Aufgabe -
Gib den Textauszug über den Warnstreik der Landesangestellten in Stuttgart vollständig und Wort für Wort wieder.

Weil sie um ihre Altersversorgung fürchten, haben Landesangestellte heute bei einer Kundgebung die Landesregierung kräftig ausgepfiffen. Allein 800 kamen aus Stuttgarter Institutionen zu der Demonstration mit insgesamt 1200 Teilnehmern.

Stuttgart - Nils Schmid, der Finanzminister der baden-württembergischen Landesregierung, kann das Pfeifkonzert nicht überhört haben. Direkt unter den Fenstern seines Ministeriums im Neuen Schloss war die Rednertribüne der Gewerkschaften aufgebaut, und von dort tönte wenig Schmeichelhaftes: „Wo ist Euer Respekt vor unserer Arbeit? Ihr solltet uns anständig bezahlen!“

In diesen Chor haben rund 1200 Landesbedienstete im Angestelltenverhältnis – Lehrer, Mitarbeiter von Museen, Unis und anderen Institutionen anlässlich des Warnstreiks am Donnerstag eingestimmt.

Gespeicherte Auflistung -
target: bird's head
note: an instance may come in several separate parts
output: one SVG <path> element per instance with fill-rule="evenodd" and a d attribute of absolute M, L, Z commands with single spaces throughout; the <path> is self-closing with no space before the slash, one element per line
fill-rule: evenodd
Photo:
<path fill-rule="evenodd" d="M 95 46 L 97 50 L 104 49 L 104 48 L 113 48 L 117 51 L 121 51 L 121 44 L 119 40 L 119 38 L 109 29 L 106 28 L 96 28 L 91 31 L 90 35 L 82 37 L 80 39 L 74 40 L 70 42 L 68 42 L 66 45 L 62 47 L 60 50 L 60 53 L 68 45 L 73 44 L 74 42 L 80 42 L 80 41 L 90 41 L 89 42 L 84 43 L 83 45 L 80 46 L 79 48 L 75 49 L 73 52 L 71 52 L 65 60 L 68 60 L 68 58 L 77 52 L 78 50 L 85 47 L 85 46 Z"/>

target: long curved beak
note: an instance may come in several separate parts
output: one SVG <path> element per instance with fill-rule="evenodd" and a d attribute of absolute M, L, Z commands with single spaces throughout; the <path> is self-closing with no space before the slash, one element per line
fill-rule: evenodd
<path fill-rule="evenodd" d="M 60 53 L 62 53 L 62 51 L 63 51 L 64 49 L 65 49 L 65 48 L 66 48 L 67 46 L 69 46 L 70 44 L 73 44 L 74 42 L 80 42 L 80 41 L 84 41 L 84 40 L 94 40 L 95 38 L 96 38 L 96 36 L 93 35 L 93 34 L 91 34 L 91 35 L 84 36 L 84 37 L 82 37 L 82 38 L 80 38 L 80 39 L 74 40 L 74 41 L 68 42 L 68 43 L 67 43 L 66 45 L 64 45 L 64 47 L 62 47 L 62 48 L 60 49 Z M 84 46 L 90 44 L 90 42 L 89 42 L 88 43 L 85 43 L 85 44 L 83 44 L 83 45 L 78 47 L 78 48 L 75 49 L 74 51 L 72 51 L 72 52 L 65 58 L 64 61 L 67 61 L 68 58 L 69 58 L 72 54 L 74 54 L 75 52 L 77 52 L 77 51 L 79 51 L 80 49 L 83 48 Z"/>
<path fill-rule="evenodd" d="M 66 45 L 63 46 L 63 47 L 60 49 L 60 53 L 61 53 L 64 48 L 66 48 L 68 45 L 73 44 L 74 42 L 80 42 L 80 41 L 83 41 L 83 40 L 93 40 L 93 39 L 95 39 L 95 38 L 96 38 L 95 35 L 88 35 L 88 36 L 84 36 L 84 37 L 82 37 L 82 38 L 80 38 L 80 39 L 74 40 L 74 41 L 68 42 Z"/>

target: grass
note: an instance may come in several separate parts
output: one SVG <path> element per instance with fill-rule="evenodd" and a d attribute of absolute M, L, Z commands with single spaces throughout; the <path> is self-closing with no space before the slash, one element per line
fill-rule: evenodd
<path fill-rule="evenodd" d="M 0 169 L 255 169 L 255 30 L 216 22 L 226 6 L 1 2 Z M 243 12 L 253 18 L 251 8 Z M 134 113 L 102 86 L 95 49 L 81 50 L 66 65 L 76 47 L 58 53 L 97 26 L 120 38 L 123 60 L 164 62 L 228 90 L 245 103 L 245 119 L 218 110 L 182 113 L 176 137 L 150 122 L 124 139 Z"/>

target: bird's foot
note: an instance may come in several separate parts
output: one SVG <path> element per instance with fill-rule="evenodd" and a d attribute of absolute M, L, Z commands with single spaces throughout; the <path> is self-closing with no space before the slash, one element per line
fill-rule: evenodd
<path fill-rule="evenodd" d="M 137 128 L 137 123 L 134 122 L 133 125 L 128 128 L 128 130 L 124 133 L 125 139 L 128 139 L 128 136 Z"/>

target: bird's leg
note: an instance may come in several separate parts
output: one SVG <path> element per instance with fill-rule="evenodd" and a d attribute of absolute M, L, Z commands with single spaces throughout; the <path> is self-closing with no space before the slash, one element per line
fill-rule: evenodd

Lösung -
Weil sie um ihre Altersversorgung fürchten, haben Landesangestellte heute bei einer Kundgebung die Landesregierung kräftig ausgepfiffen. Allein 800 kamen aus Stuttgarter Institutionen zu der Demonstration mit insgesamt 1200 Teilnehmern.

Stuttgart - Nils Schmid, der Finanzminister der baden-württembergischen Landesregierung, kann das Pfeifkonzert nicht überhört haben. Direkt unter den Fenstern seines Ministeriums im Neuen Schloss war die Rednertribüne der Gewerkschaften aufgebaut, und von dort tönte wenig Schmeichelhaftes: „Wo ist Euer Respekt vor unserer Arbeit? Ihr solltet uns anständig bezahlen!“

In diesen Chor haben rund 1200 Landesbedienstete im Angestelltenverhältnis – Lehrer, Mitarbeiter von Museen, Unis und anderen Institutionen anlässlich des Warnstreiks am Donnerstag eingestimmt.